▸ Document:
No Man’s Sky Review – To The Stars, Through Difficulties
Between over-hype, confusion about promised features, visual awe, and an awkward PC launch, it’s tough to discern the value of No Man’s Sky. Here are our thoughts after a week and a half of play.
Developer: Hello Games
Publisher: Sony Interactive Entertainment
Platforms: PS4 (version reviewed), PC
Release Date: August 9, 2016
What is one to make of No Man’s Sky? By the time you see this review it is almost certain that your views on the game have been colored in some way by a combination of the Internet hype machine, a multitude of other reviews and think pieces, discussion of its broken status on PC, and the jaw-dropping screenshots that have been plastered all over social media this week. It’s a divisive game for many reasons. And yet, the experience of playing No Man’s Sky is somehow divorced from most of that discussion. This game is not a list of its features or lack thereof.
No Man’s Sky plays something like a mix of Starbound and Firewatch. You take a space vacation that lasts as long as you want it to, usually in the range of 30-100 hours. You’ll spend the opening hours playing a survival game; the middle hours, a resource gathering/trade-centric game; the ending hours, an exploration and photo-taking adventure. It’s weird and open-ended and hard to pin down. It does some things well. It fails at others, too.

▸ Exercise details: Which platform's version of No Man's Sky was played for the review?

▸ Data:
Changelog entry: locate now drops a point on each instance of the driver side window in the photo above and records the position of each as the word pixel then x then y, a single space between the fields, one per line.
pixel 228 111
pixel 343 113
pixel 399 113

▸ Exercise solution: The PS4 version.